Exercise directions: Rewrite the entries below, replacing "supply" with "provide" everywhere it occurs and leaving everything else as it is.

Data for the task:
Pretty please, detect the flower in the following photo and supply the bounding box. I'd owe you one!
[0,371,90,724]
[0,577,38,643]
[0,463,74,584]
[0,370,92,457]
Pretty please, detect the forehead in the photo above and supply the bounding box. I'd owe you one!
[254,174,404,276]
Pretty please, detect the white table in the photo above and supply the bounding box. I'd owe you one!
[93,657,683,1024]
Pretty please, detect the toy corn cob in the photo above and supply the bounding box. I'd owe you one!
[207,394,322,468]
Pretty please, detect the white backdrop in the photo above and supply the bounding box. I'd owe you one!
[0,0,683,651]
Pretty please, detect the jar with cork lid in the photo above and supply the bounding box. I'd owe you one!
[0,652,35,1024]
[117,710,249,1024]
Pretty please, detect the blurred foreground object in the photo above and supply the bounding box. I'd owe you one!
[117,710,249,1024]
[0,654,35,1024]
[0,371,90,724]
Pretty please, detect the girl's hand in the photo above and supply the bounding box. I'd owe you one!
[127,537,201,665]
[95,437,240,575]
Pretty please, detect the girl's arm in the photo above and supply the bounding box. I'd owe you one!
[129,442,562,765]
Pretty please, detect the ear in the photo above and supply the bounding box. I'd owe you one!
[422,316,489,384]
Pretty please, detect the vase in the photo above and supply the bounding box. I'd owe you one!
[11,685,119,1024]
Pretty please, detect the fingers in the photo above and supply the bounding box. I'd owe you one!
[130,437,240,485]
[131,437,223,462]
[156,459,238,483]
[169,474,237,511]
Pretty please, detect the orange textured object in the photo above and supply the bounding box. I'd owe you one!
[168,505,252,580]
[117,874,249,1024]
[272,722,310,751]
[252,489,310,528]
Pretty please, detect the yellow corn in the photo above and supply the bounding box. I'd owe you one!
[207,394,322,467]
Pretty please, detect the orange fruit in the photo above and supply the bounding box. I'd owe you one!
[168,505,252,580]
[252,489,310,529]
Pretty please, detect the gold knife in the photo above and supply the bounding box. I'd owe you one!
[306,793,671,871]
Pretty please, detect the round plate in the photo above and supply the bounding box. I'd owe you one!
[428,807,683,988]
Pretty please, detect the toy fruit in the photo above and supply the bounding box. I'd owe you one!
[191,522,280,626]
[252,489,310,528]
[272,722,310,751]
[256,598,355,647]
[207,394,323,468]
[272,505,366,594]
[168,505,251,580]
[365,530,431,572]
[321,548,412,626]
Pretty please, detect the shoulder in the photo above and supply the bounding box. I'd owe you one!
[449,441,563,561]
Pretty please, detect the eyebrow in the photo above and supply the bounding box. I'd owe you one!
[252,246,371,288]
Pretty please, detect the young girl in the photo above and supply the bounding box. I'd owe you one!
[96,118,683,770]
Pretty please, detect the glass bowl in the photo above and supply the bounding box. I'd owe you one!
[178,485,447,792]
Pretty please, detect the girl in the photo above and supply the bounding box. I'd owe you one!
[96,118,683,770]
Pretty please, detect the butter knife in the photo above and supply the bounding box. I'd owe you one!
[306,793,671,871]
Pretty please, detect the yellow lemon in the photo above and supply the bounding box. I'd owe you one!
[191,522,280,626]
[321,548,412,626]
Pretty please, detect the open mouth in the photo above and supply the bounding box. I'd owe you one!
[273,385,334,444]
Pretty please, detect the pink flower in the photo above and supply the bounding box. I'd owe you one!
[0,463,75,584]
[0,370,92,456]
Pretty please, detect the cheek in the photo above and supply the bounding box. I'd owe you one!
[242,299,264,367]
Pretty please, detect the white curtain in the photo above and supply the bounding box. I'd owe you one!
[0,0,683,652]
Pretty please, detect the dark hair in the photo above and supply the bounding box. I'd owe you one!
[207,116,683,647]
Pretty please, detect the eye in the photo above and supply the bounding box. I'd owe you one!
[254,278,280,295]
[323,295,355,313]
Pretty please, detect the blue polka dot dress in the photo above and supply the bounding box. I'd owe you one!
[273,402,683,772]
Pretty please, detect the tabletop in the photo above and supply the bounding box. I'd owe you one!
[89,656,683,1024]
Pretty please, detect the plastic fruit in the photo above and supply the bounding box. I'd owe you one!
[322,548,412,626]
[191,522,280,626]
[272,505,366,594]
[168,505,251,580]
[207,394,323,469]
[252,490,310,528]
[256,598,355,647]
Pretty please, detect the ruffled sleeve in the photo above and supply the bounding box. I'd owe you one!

Output of the task:
Pretty please, detect the flower in the following photo and provide the bounding box. I'd owe you one!
[0,371,90,724]
[0,577,38,643]
[0,463,74,584]
[0,370,92,457]
Pretty please, detect the forehead in the photo above and provide the bounding box. I'd owe you one!
[254,174,404,276]
Pretty please, detect the white table in the photo above and provide the bounding box. I'd owe you one!
[93,657,683,1024]
Pretty please, detect the toy corn cob in the photo above and provide the bounding box. I'd owe you one!
[207,394,322,468]
Pretty please, detect the white backdrop in the photo above and provide the bounding box. I'd owe you one!
[0,0,683,651]
Pretty please, detect the jar with cork lid in the photo above and provide the bounding box. I'd owe you one!
[0,652,35,1024]
[117,710,249,1024]
Pretty please, detect the blurred foreground object in the photo above and provide the bounding box. I'd owe you one!
[117,710,249,1024]
[0,654,35,1024]
[0,371,90,724]
Pretty please, detect the girl's hand in the photo above and provide the bounding box. I'd owe you one!
[127,537,201,665]
[95,437,240,575]
Pretty please, detect the girl's arm in the photo above and provide the bounding box. I'd owe you one!
[129,442,562,765]
Pretty please, detect the ear in the photo above and provide the bounding box. I'd owe you one!
[422,316,489,384]
Pretty please, detect the vase in the photo above and provide the bounding box. I'd owe you one!
[11,685,119,1024]
Pretty please, detect the fingers in the photo above and provide the bounding box. I'd owe you one!
[130,437,240,485]
[131,437,223,462]
[156,459,238,483]
[169,474,237,511]
Pretty please, detect the orange textured object in the photo above and provide the bounding box. I'd owe you one!
[168,505,252,580]
[117,874,249,1024]
[272,722,310,751]
[252,489,310,528]
Pretty please, detect the yellow corn in the photo above and provide the bounding box. I'd owe you one!
[207,394,322,467]
Pretty please, detect the orange fruit in the photo above and provide the bounding box. I'd owe you one!
[168,505,252,580]
[252,489,310,529]
Pretty please, detect the gold knife in the photo above and provide the bounding box. I'd owe you one!
[306,793,671,871]
Pretty please, detect the round plate in the photo above and provide the bounding box. I'd owe you one!
[428,807,683,988]
Pretty please, detect the toy fruit in the photo above and provide the bounding box. I'd owe you one!
[191,522,280,626]
[252,489,310,528]
[272,722,310,751]
[256,598,355,647]
[207,394,323,468]
[272,505,366,594]
[168,505,251,580]
[365,530,431,572]
[321,548,412,626]
Pretty please, detect the shoulder in the photo above and provide the bounding box. I'd owe you one!
[449,441,563,561]
Pretty please, detect the eyebrow in the photo above and provide the bounding box. I'd owe you one!
[252,246,371,288]
Pretty please, detect the young girl in the photo above and provide the bounding box. I'd owe you one!
[96,118,683,770]
Pretty please, detect the glass bowl in the photo above and provide the bounding box. I'd owe you one!
[178,485,447,792]
Pretty please, detect the girl in the photo above and provide the bounding box. I'd owe you one!
[96,118,683,770]
Pretty please, detect the butter knife in the photo above and provide the bounding box. I'd owe you one!
[306,793,671,871]
Pretty please, detect the yellow lemon in the photo above and provide the bounding box. I'd owe you one!
[191,522,280,626]
[321,548,412,626]
Pretty please, detect the open mouth in the photo above and provide the bounding box. I'd owe you one!
[273,385,334,444]
Pretty please, detect the pink flower in the photo above and provide the bounding box. I'd owe you one!
[0,463,75,584]
[0,370,92,456]
Pretty please, detect the cheek in the photo above and provide the bounding box. I'd owe you one!
[242,299,264,367]
Pretty please, detect the white curtain in the photo above and provide the bounding box. I'd owe you one!
[0,0,683,652]
Pretty please, detect the dark hair in the photo above and provide the bounding box. I'd owe you one!
[207,116,683,647]
Pretty please, detect the eye in the photo above and provide the bounding box. I'd owe you one!
[254,278,280,295]
[323,295,355,313]
Pretty please, detect the blue polka dot dress in the photo above and provide the bounding box. I'd owe you one!
[273,402,683,772]
Pretty please, detect the tabletop in the photo above and provide the bounding box. I'd owe you one!
[89,656,683,1024]
Pretty please, detect the plastic fruit in the photo above and provide the bounding box. I'd owe you one!
[322,548,412,626]
[191,522,280,626]
[272,505,366,594]
[168,505,251,580]
[207,394,323,469]
[252,490,310,528]
[256,598,355,647]
Pretty please, detect the ruffled sleeve in the photo above and provide the bounding box. I'd owe you one!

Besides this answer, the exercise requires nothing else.